*Brief*
Your answer must be every line of the data below that holds the string "blurred", copied exactly.

*Records to process*

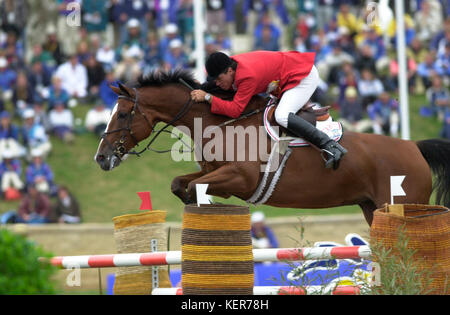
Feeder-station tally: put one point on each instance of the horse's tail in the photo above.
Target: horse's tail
(437, 153)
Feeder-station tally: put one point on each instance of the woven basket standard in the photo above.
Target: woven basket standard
(216, 250)
(428, 229)
(133, 234)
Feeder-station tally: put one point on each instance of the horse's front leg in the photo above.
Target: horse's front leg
(222, 182)
(180, 184)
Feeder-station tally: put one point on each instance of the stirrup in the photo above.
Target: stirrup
(331, 160)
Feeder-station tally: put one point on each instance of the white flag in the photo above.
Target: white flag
(202, 197)
(396, 187)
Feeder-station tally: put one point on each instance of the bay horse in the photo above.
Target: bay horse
(362, 179)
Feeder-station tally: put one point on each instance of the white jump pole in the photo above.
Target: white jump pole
(199, 32)
(174, 257)
(403, 72)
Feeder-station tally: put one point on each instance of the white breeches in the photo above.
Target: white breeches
(295, 98)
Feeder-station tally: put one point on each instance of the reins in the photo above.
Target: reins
(120, 150)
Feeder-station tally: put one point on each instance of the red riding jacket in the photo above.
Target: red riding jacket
(256, 70)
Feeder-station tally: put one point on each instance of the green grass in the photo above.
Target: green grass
(103, 195)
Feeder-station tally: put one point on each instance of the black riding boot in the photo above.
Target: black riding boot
(305, 130)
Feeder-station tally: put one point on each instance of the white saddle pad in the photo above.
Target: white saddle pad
(332, 128)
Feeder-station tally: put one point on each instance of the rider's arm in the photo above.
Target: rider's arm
(246, 89)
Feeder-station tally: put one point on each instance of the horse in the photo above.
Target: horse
(362, 179)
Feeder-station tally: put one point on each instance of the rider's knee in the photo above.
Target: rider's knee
(281, 117)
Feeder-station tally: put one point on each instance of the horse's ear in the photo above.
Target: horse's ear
(125, 91)
(116, 90)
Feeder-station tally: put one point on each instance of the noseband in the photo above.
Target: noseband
(118, 148)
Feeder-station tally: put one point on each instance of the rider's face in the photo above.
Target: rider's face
(225, 80)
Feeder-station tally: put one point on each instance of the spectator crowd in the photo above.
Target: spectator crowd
(59, 54)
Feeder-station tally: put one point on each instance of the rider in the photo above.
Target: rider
(251, 73)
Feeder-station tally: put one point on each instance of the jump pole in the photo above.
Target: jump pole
(174, 257)
(280, 290)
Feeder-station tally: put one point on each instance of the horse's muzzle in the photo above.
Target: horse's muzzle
(107, 162)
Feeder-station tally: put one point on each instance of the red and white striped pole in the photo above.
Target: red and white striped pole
(174, 257)
(278, 290)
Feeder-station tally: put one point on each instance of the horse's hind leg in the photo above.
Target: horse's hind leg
(368, 207)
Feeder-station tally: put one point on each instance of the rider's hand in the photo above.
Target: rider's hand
(198, 95)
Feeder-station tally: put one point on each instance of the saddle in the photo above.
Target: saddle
(311, 112)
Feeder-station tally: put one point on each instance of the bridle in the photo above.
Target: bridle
(118, 148)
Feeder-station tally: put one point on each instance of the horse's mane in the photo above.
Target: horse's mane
(160, 78)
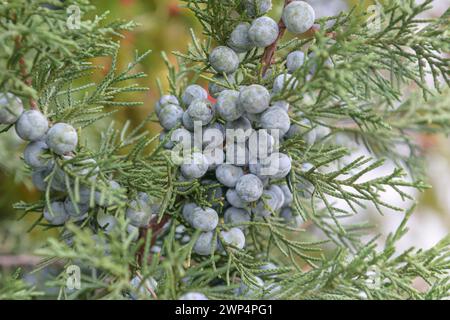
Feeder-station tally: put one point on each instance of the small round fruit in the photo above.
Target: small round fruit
(289, 218)
(220, 84)
(224, 60)
(261, 145)
(284, 82)
(256, 8)
(56, 214)
(106, 222)
(241, 123)
(204, 244)
(238, 154)
(263, 32)
(305, 129)
(253, 290)
(236, 216)
(32, 155)
(38, 178)
(62, 138)
(234, 237)
(239, 39)
(32, 125)
(187, 121)
(170, 116)
(279, 194)
(193, 296)
(195, 166)
(183, 136)
(102, 200)
(254, 98)
(227, 105)
(215, 157)
(295, 61)
(11, 107)
(276, 119)
(165, 100)
(213, 135)
(234, 199)
(283, 166)
(281, 104)
(139, 213)
(228, 174)
(267, 205)
(249, 188)
(133, 232)
(192, 93)
(145, 287)
(204, 219)
(298, 17)
(168, 144)
(201, 110)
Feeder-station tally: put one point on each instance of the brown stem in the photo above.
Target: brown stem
(156, 229)
(269, 52)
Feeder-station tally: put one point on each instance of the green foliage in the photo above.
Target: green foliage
(362, 95)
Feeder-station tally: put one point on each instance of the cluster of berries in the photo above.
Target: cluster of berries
(231, 137)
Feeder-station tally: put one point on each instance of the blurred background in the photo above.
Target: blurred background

*Exercise result*
Feeder-station tally: put one point on each instance of the blurred background in the photo above.
Target: blurred background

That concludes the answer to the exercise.